**Problem**: Where does the string "unit" occur in the records? Copy each line that holds it.
──────────
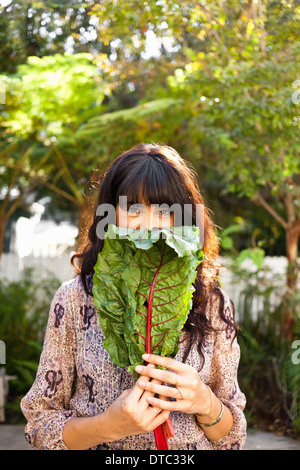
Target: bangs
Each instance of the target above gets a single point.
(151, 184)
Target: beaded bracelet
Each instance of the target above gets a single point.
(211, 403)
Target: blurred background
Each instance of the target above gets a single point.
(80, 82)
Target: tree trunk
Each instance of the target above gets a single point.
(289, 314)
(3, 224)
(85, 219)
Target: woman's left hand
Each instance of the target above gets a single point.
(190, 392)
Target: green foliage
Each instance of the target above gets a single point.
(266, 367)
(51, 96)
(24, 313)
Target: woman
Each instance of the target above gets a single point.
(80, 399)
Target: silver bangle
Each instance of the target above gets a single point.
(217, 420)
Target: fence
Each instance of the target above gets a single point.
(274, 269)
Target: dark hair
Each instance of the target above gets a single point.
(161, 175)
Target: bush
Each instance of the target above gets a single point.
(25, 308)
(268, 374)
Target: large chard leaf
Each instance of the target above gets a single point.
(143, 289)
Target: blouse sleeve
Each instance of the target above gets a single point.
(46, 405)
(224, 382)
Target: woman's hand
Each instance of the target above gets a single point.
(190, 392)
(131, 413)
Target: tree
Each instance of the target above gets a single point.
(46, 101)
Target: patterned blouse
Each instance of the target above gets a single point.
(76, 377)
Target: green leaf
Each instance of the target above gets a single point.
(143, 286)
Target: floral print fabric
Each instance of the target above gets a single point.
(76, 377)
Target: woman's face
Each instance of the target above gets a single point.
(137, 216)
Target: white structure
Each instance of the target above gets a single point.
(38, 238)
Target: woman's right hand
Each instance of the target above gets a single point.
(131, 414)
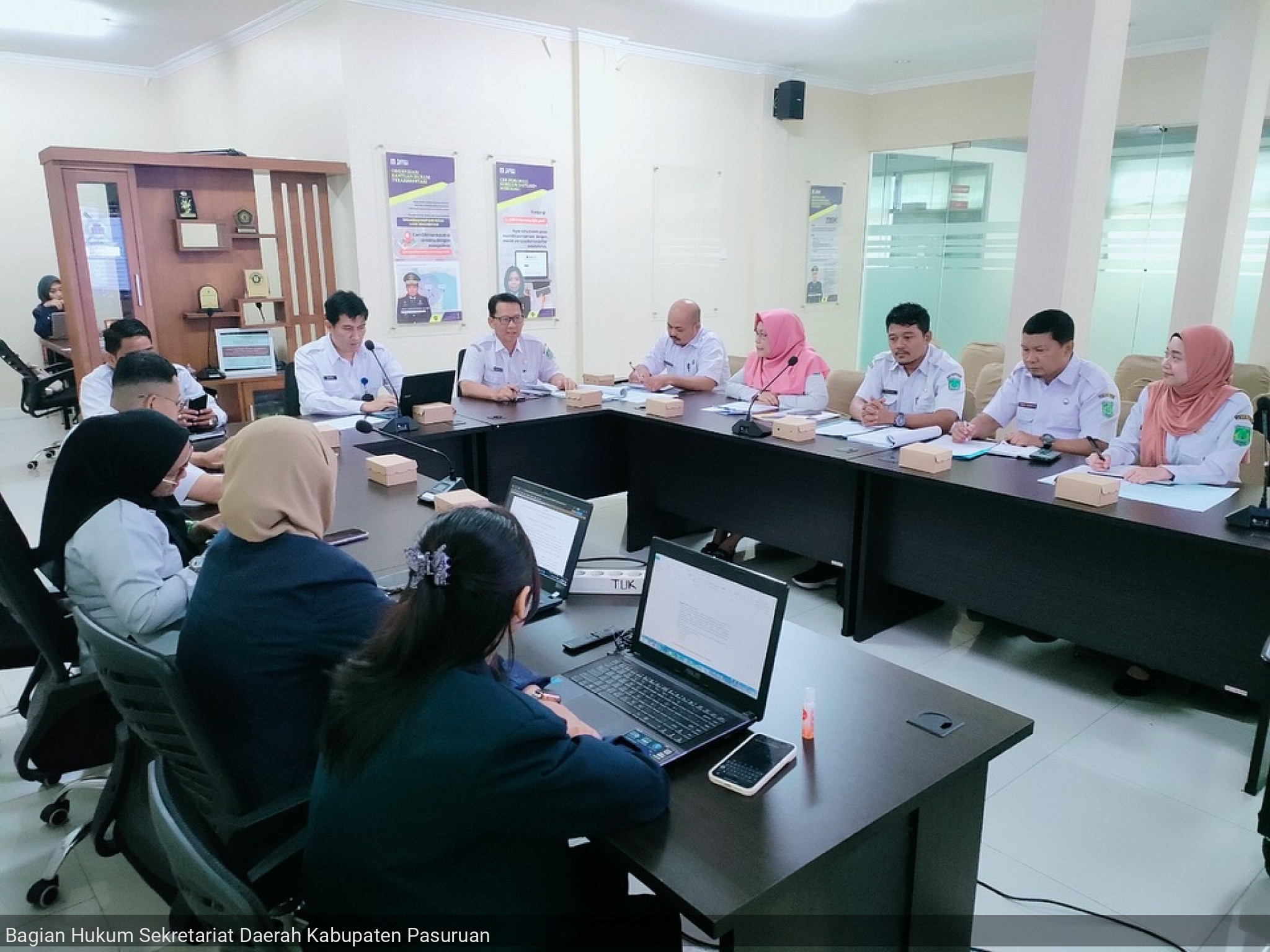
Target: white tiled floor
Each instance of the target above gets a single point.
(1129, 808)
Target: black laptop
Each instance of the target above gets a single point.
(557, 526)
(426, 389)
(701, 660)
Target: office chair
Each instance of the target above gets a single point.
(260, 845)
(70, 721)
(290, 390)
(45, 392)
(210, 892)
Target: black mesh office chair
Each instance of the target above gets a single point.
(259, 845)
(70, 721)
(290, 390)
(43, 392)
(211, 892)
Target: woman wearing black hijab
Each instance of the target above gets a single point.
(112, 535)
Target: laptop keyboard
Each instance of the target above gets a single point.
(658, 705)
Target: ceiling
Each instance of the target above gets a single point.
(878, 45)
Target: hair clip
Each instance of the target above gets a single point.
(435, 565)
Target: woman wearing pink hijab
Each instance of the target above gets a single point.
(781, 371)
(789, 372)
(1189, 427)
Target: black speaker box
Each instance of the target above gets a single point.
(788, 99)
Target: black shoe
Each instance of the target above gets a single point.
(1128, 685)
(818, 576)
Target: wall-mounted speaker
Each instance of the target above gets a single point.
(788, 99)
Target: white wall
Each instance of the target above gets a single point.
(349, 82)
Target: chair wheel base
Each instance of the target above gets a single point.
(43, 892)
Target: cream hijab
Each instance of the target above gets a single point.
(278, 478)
──────────
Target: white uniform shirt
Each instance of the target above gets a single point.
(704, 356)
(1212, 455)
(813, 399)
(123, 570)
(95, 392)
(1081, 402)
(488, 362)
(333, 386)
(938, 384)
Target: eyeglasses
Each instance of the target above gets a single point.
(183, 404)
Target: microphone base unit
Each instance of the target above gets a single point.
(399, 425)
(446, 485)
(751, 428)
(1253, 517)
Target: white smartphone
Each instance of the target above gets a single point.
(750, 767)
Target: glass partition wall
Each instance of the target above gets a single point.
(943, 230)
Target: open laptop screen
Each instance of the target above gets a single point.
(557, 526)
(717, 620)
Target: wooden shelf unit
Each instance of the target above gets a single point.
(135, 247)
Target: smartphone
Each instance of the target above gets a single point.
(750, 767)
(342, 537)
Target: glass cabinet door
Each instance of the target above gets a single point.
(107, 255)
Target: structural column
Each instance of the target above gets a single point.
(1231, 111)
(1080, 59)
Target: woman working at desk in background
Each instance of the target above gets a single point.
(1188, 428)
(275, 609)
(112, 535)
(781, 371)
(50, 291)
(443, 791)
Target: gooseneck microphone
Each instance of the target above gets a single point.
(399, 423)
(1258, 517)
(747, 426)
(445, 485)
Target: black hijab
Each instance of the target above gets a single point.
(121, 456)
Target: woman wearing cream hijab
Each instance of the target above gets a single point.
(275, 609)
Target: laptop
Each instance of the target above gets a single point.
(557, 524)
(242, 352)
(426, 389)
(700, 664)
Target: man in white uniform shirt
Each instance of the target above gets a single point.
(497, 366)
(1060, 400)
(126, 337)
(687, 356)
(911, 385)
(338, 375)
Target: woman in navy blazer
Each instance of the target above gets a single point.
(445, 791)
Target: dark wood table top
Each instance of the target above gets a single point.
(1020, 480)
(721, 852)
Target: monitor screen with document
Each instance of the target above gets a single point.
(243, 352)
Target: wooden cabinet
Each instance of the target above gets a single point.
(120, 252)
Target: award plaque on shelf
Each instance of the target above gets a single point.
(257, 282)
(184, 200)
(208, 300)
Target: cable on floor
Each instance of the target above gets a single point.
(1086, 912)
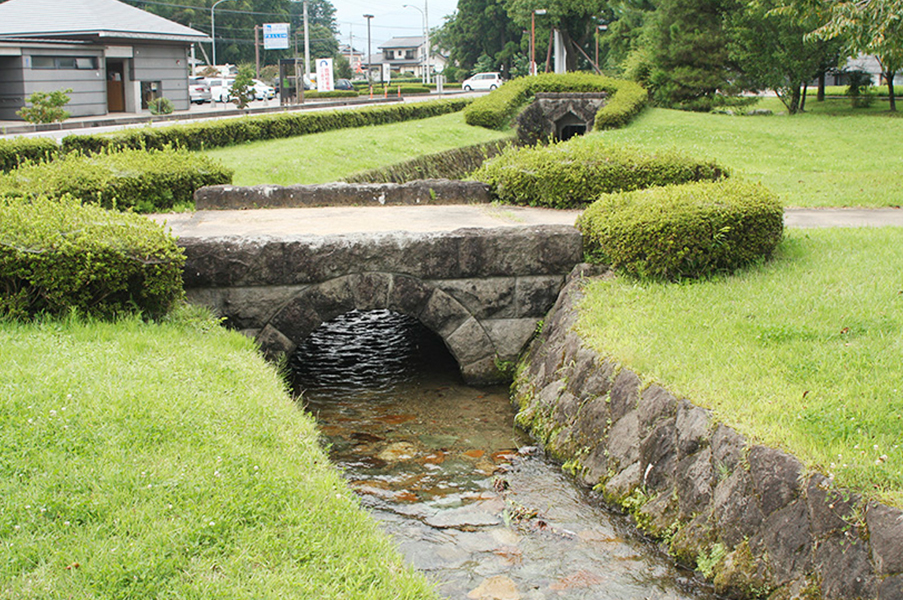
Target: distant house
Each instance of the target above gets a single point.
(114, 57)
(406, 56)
──────────
**Result of this exercise**:
Target: microphone base unit
Target: wooden shelf unit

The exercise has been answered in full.